Pull out each line in the listing below that contains the string "plastic", treating uppercase and lowercase as different.

■ **Supplied records**:

▶

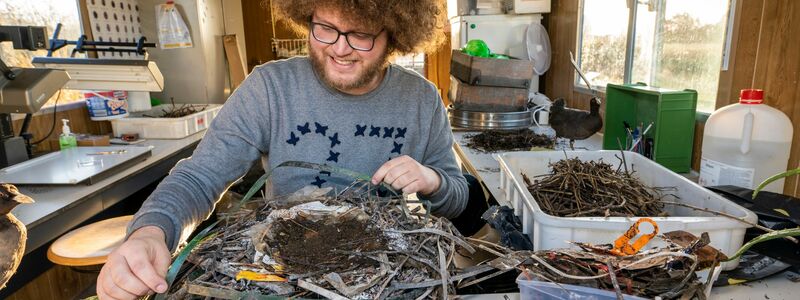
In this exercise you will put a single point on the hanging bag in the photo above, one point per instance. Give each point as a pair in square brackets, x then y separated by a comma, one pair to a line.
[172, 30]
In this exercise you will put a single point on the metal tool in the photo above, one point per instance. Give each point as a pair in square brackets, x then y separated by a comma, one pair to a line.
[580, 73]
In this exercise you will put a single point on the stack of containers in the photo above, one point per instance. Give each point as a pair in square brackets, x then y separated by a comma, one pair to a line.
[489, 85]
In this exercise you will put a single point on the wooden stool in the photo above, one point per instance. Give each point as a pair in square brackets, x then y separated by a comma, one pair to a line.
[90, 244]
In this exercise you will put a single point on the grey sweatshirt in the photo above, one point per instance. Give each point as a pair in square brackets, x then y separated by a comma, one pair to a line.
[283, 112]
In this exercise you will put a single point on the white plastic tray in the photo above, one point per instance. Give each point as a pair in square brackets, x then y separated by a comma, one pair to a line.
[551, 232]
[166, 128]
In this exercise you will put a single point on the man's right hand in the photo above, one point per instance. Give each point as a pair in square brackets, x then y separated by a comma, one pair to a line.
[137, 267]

◀
▶

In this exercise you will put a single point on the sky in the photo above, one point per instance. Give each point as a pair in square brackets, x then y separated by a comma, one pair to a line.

◀

■ **Reply to the exercise**:
In this exercise you will put a single point on the white plastic tray in the photo above, one point per instance. Give each point as a pair in square brackets, x then y separated by a comma, one pair to a line.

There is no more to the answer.